▸ **Text passage**

· · · · · · ·

Survey from J.D. Power shows successful relationships depend on effective digital engagement
For better or worse, the COVID-19 pandemic has forced entire industries to adopt more digital modes of engaging with their customers – and that includes the asset management industry.
In a newly released survey, J.D. Power found that asset managers with the highest levels of digital engagement with advisors are widening their advantage over their less tech-inclined peers.
“For asset managers in the current marketplace, forging and maintaining successful relationships with advisors is increasingly about effective digital engagement,” said Mike Foy, senior director of wealth and lending intelligence at J.D. Power. “That trend has been occurring for some time, but it has really ramped up during the pandemic, with wholesalers unable to meet face to face and advisors citing higher levels of stress and increased workloads.”
Among the asset-management firms included in the survey, the top four scorers across multiple digital experiences – Capital Group, BlackRock, JP Morgan, and MFS – were also revealed to have the highest levels of intent to invest among advisors.

· · · · · · ·

(Data excerpts)

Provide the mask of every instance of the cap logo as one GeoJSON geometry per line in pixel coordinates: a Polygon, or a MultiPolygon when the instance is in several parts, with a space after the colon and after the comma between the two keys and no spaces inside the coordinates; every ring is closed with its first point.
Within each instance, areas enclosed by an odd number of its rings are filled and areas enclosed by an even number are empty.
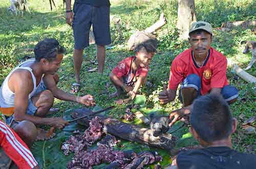
{"type": "Polygon", "coordinates": [[[196,27],[195,27],[195,28],[197,28],[205,26],[205,23],[198,23],[198,24],[197,24],[196,25],[196,27]]]}

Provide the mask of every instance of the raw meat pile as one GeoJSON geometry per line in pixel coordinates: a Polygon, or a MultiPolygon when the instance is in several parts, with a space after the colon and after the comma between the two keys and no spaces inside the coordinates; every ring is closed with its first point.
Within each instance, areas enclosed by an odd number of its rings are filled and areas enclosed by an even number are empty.
{"type": "Polygon", "coordinates": [[[118,141],[111,135],[107,135],[98,142],[96,149],[87,151],[88,147],[101,138],[103,134],[102,128],[100,119],[96,117],[90,123],[89,128],[83,134],[71,136],[63,143],[61,149],[65,155],[68,155],[71,152],[75,153],[74,158],[67,164],[68,169],[92,169],[93,165],[102,163],[110,163],[110,166],[112,164],[118,166],[115,168],[140,169],[143,168],[144,165],[161,160],[160,156],[151,152],[144,152],[137,155],[133,151],[114,150],[113,148],[118,141]]]}

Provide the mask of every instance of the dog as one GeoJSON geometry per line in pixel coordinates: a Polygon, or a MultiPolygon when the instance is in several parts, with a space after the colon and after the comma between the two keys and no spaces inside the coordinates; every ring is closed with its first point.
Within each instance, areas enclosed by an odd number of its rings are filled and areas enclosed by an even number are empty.
{"type": "Polygon", "coordinates": [[[252,54],[251,61],[248,65],[247,67],[245,69],[245,70],[246,70],[250,69],[256,61],[256,41],[244,40],[241,42],[241,44],[245,43],[245,49],[244,49],[244,52],[243,52],[243,53],[245,54],[249,52],[249,49],[251,49],[252,54]]]}
{"type": "Polygon", "coordinates": [[[8,8],[8,11],[15,13],[17,16],[17,9],[22,12],[22,15],[23,16],[24,12],[27,10],[31,14],[28,6],[28,1],[27,0],[10,0],[11,6],[8,8]],[[23,9],[22,8],[23,7],[23,9]]]}

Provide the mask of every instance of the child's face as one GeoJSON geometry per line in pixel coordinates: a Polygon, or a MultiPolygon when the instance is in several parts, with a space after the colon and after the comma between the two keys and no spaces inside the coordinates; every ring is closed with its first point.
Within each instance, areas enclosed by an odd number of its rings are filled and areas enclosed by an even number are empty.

· · · · · · ·

▸ **Problems to solve**
**1)** According to the article on the J.D. Power survey, which asset-management firms were the top four scorers across multiple digital experiences?
**2)** Write out the passage of the article on the J.D. Power survey starting with "Survey from J.D." and going on through "asset management industry.".
None of the rows is needed here.

▸ **Solved problems**
**1)** Capital Group, BlackRock, JP Morgan, and MFS

**2)**
Survey from J.D. Power shows successful relationships depend on effective digital engagement
For better or worse, the COVID-19 pandemic has forced entire industries to adopt more digital modes of engaging with their customers – and that includes the asset management industry.